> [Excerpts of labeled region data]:
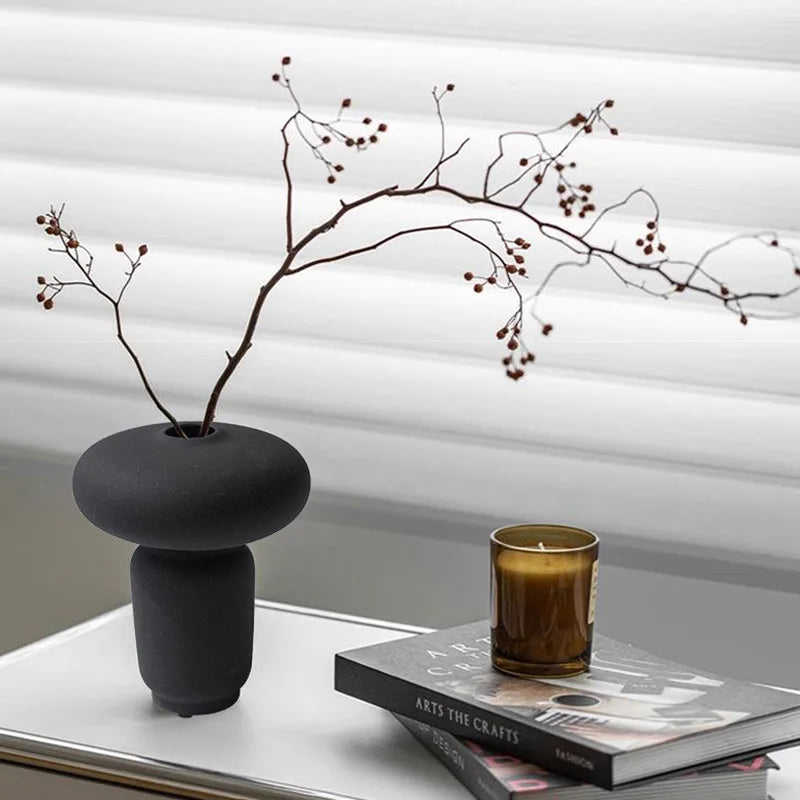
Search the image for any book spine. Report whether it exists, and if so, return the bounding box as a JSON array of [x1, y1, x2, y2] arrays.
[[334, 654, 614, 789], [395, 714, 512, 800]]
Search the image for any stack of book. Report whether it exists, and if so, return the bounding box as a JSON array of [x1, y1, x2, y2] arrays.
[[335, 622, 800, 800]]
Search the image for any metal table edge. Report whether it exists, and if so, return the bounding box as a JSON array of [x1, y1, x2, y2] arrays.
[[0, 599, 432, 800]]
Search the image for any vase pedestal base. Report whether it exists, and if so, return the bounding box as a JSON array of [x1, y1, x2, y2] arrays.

> [PROBLEM DETAILS]: Render all the items above as a Markdown table with two columns, Row and Line, giving each line its own numbered row and skipping any blank lines. Leave the pictures out of the table.

> [EXPECTED OUTPUT]:
| Row | Line |
|---|---|
| 1 | Search the image for any book spine. Report whether it exists, and if so, return the bounding box as a JSON array of [x1, y1, x2, y2] arrays. |
| 2 | [[334, 654, 614, 789], [395, 714, 512, 800]] |
| 3 | Search the image for any stack of book. Report whether it exists, and if so, return the bounding box as a JSON array of [x1, y1, x2, y2] arrays. |
| 4 | [[335, 622, 800, 800]] |
| 5 | Search the image for any metal table edge. Report whether it exists, and if so, return the bounding box as a JSON array of [x1, y1, x2, y2] arrays. |
| 6 | [[0, 599, 432, 800]] |
| 7 | Search the image for any vase pedestal base. Report whether it exists, and if so, return the bounding box as a JSON array of [x1, y1, x2, y2] arrays. |